Write out every entry exactly as it stands.

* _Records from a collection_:
++++++++

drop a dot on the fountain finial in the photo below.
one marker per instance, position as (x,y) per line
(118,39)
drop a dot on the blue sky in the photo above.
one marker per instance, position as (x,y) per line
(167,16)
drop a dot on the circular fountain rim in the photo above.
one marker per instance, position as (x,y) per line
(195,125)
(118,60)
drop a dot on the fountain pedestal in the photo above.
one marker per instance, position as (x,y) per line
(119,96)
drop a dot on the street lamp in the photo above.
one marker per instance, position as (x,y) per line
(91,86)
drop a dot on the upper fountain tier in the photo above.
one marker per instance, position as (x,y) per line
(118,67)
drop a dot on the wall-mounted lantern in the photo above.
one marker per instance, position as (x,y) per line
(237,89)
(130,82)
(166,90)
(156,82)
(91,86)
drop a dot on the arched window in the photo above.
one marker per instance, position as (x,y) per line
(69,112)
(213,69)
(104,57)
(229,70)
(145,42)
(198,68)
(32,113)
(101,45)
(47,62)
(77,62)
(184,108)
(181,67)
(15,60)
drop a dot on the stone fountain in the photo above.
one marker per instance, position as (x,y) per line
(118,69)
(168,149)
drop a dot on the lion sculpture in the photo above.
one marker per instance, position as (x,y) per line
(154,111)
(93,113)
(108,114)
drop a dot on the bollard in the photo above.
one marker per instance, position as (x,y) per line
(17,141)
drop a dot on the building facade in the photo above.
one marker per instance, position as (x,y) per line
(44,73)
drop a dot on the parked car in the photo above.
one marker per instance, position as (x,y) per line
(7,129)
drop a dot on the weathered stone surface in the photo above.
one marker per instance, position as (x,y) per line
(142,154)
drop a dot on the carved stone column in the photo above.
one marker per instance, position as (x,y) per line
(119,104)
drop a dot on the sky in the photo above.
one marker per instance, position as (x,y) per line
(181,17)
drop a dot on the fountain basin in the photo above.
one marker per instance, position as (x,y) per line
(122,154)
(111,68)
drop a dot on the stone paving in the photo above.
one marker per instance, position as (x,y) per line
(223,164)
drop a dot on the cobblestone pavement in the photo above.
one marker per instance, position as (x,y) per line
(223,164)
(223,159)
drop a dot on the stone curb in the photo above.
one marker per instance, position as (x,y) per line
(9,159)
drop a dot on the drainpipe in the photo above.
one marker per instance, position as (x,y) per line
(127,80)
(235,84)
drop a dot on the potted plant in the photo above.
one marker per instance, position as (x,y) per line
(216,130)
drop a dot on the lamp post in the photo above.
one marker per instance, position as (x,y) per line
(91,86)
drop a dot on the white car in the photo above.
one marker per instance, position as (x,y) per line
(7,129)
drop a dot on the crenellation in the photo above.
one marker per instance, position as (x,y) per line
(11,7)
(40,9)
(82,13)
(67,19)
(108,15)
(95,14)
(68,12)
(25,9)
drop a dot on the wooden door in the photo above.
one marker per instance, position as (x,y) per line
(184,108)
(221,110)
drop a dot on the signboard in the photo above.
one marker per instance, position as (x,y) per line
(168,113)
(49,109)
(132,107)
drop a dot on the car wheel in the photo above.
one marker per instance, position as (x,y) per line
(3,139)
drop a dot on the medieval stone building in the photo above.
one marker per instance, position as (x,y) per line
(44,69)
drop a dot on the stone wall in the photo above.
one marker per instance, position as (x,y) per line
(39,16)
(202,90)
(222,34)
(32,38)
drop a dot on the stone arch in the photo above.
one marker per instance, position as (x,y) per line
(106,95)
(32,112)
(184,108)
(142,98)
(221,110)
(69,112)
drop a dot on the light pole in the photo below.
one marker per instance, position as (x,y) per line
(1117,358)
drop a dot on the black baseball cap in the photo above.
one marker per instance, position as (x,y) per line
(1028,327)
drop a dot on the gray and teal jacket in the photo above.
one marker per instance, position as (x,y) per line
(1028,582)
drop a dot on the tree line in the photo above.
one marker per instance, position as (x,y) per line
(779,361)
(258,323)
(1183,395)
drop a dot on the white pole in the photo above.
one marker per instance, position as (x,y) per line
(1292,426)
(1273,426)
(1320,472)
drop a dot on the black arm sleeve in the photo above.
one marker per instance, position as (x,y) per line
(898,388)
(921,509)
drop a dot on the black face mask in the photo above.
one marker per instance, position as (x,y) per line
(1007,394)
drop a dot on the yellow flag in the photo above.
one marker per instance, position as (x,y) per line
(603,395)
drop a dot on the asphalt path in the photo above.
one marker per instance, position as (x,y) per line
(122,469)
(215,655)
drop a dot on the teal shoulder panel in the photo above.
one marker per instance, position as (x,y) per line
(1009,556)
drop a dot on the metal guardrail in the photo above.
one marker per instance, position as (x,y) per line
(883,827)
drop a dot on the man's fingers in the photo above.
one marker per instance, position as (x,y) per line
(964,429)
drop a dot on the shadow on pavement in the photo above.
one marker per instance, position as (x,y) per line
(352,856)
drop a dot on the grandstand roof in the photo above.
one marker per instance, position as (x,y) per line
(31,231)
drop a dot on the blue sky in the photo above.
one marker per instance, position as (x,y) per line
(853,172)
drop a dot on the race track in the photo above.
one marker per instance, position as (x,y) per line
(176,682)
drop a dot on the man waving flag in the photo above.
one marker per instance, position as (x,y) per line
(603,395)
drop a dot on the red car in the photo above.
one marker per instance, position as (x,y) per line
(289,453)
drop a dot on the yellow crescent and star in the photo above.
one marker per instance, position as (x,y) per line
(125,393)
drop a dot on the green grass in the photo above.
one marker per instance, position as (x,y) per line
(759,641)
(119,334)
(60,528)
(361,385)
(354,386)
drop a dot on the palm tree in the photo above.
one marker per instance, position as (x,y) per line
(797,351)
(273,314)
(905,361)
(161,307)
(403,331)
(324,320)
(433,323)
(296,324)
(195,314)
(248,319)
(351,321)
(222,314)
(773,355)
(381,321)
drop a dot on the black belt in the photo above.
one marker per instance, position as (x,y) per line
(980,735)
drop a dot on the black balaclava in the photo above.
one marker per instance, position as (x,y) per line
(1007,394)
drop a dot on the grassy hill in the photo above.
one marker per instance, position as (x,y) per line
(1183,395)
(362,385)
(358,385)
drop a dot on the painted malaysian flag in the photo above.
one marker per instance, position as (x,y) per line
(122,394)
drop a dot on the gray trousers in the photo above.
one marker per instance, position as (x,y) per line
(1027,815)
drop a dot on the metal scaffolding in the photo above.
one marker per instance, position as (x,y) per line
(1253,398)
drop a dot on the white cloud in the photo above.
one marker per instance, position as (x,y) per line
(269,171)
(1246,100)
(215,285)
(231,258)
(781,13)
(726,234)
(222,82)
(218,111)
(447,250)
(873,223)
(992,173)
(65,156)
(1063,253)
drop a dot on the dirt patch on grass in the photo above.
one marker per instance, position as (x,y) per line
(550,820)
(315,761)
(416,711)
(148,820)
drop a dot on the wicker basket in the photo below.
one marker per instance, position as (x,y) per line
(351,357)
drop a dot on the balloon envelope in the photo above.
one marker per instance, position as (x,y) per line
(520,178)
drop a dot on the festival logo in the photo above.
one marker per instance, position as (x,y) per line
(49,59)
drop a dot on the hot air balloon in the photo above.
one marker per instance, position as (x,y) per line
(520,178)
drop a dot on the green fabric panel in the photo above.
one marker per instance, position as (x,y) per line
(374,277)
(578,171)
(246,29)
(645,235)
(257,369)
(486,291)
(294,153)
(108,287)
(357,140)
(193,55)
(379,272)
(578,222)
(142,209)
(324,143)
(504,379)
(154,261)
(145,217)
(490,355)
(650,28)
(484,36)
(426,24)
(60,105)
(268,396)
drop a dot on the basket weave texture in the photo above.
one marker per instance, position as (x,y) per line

++++++++

* _THE RESULT_:
drop a dot on the fountain finial in the photo below.
one marker per instance, position as (x,y) per line
(118,39)
drop a dot on the blue sky in the photo above.
one marker per instance, position as (x,y) per line
(167,16)
drop a dot on the circular fountain rim in the photo above.
one marker per instance, position as (x,y) per line
(195,125)
(118,60)
drop a dot on the fountain pedestal in the photo above.
one marker per instance, position as (x,y) per line
(119,96)
drop a dot on the street lamp in the photo above.
one marker per instance, position as (x,y) per line
(91,86)
drop a dot on the upper fountain tier in the photo above.
one marker per instance, position as (x,y) per line
(118,67)
drop a dot on the wall-mounted lantern in the photo above.
one marker per instance, position as (x,y) per line
(237,89)
(130,82)
(166,90)
(156,82)
(91,86)
drop a dot on the arched window in the photo above.
one marker per instance, position as (x,y) per line
(69,112)
(213,69)
(104,57)
(229,70)
(145,42)
(198,68)
(32,113)
(101,45)
(47,62)
(77,62)
(184,108)
(181,67)
(15,60)
drop a dot on the stone fountain in the photo above.
one marker per instance, position as (x,y) per line
(118,69)
(168,149)
drop a dot on the lion sculpture in the photo above.
one marker per instance, position as (x,y) per line
(154,111)
(93,113)
(108,114)
drop a dot on the bollard in the photo above.
one marker per instance, position as (x,y) per line
(17,141)
drop a dot on the building facade in the photo above.
one marker per instance, position as (x,y) per line
(44,73)
drop a dot on the parked car in the photo above.
one marker per instance, position as (x,y) per line
(7,129)
drop a dot on the weathered stone surface in the photo above.
one marker per instance, position as (x,y) per line
(142,154)
drop a dot on the carved stone column in the photo above.
one marker per instance, position as (x,y) per line
(119,104)
drop a dot on the sky in the photo above.
one marker per instance, position as (x,y) per line
(181,17)
drop a dot on the fountain basin in the photo above.
one marker per instance, position as (x,y) per line
(122,154)
(111,68)
drop a dot on the stone paving in the photo above.
one marker per instance, position as (x,y) per line
(223,164)
drop a dot on the cobblestone pavement in the photo above.
one marker per instance, position as (x,y) per line
(223,164)
(223,159)
drop a dot on the stone curb in the photo above.
one marker per instance, position as (x,y) per line
(9,159)
drop a dot on the drainpipe in the photo above.
one marker per instance, position as (x,y) per line
(127,80)
(235,84)
drop a dot on the potted plant in the photo above.
one marker per instance, position as (x,y) per line
(216,130)
drop a dot on the lamp post in the photo above.
one marker per instance, position as (x,y) per line
(91,86)
drop a dot on the white car in the photo above.
one marker per instance, position as (x,y) per line
(7,129)
drop a dot on the crenellation in the photo above.
one marker per instance, position as (x,y) per line
(11,7)
(40,9)
(82,13)
(67,19)
(108,15)
(95,14)
(68,12)
(25,9)
drop a dot on the wooden door in the photo above.
one marker per instance, position as (x,y) per line
(184,108)
(221,110)
drop a dot on the signboard in the photo above.
one marker per instance, position as (x,y) per line
(168,113)
(49,109)
(132,107)
drop a dot on the car wheel in the photo above.
one marker per instance, position as (x,y) per line
(3,139)
drop a dot on the medieval stone building in the photo above.
one marker per instance, position as (x,y) per line
(44,69)
drop a dot on the stone wall in the photo above.
one marker per instance, position as (x,y) per line
(39,16)
(202,90)
(222,34)
(32,38)
drop a dot on the stone arch in the photo above.
one marker per instance, position as (x,y) per line
(106,95)
(32,112)
(184,108)
(142,98)
(221,110)
(69,112)
drop a dot on the light pole in the photo below.
one marker per instance, position as (x,y) per line
(1117,358)
drop a dot on the black baseball cap in the photo above.
one marker per instance, position as (x,y) per line
(1028,327)
drop a dot on the gray and teal jacket in the photo above.
one marker per instance, position as (x,y) per line
(1028,582)
drop a dot on the tree line in the photo above.
one marker per instance, position as (x,y) per line
(779,361)
(258,323)
(1183,395)
drop a dot on the white pole in the photo above.
one marker per instance, position as (x,y) per line
(1292,426)
(1273,426)
(1320,472)
drop a dot on the black arm sleeve in the photo above.
one marker per instance, position as (x,y) per line
(898,388)
(921,509)
drop a dot on the black face mask in the photo above.
one marker per instance, position as (x,y) per line
(1007,394)
drop a dot on the yellow flag in the photo above.
one marker per instance, position as (x,y) per line
(603,395)
drop a dot on the asphalt path in the photo above.
one marker per instance, position as (x,y) per line
(122,469)
(215,655)
drop a dot on the teal shoulder panel in the photo above.
one marker per instance, position as (x,y) per line
(1009,556)
drop a dot on the metal guardrail in the photo above.
one marker per instance, position as (x,y) per line
(883,827)
drop a dot on the man's fingers in the photo above.
one marker per instance, position as (x,y) per line
(964,429)
drop a dot on the shadow on pavement in the photo above.
one marker per instance, position as (x,y) per line
(352,856)
drop a dot on the grandstand roof in the photo above.
one marker per instance, position as (x,y) per line
(31,231)
drop a dot on the blue sky in the photo above.
one marker per instance, position as (x,y) per line
(853,172)
drop a dot on the race track in the photo above.
one marker per instance, position as (x,y) per line
(176,682)
drop a dot on the man waving flag in the photo above.
one marker per instance, position as (x,y) per line
(603,395)
drop a dot on the red car in the photo above.
one marker per instance, position as (x,y) per line
(289,453)
drop a dot on the yellow crescent and star in the photo above.
one marker per instance, position as (x,y) per line
(125,393)
drop a dot on the green grass in the photo above.
one marker per instance, position as (x,y) per line
(759,641)
(119,334)
(60,528)
(361,385)
(354,386)
drop a dot on the palm tree in the photo above.
one marker per instance, position as (x,y) per line
(797,351)
(273,314)
(905,361)
(161,307)
(403,331)
(324,320)
(433,323)
(296,324)
(195,314)
(248,319)
(351,321)
(222,314)
(773,355)
(381,321)
drop a dot on the black belt in the photo above.
one marker per instance, position as (x,y) per line
(980,735)
drop a dot on the black balaclava in the photo above.
one marker per instance, position as (x,y) per line
(1007,394)
drop a dot on the grassy hill in the photo above.
one marker per instance, position as (x,y) per line
(1183,395)
(362,385)
(358,385)
drop a dot on the painted malaysian flag in the photo above.
one marker per instance, position as (x,y) per line
(122,394)
drop a dot on the gray trousers in the photo above.
one marker per instance, position as (x,y) per line
(1027,815)
drop a dot on the metal scaffolding in the photo above.
one marker per instance, position as (x,y) per line
(1253,398)
drop a dot on the white cloud in the photo above.
one marker per instance, position as (x,y) per line
(269,171)
(1246,100)
(215,285)
(231,258)
(781,13)
(726,234)
(222,82)
(218,111)
(447,250)
(873,223)
(992,173)
(65,156)
(1063,253)
drop a dot on the dirt patch on grass in the photo above.
one marker per instance, position as (x,y) per line
(550,820)
(315,761)
(416,711)
(148,820)
drop a dot on the wicker basket in the photo below.
one marker per instance, position as (x,y) per line
(351,357)
drop a dot on the balloon envelope in the photo above.
one marker per instance, position as (x,y) per line
(520,178)
drop a dot on the festival logo in the photo above.
one marker per instance, position as (x,y) per line
(49,59)
drop a dot on the hot air balloon in the photo above.
one marker per instance, position as (x,y) per line
(520,178)
drop a dot on the green fabric panel in the photo above.
one marker per instance, position as (x,y) per line
(374,277)
(578,171)
(246,29)
(645,235)
(257,369)
(486,291)
(294,153)
(108,287)
(357,140)
(193,55)
(379,272)
(578,222)
(142,209)
(324,143)
(504,379)
(154,261)
(145,217)
(490,355)
(650,28)
(484,36)
(426,24)
(60,105)
(268,396)
drop a dot on the basket weave texture in the photo above.
one marker per instance, position as (x,y) per line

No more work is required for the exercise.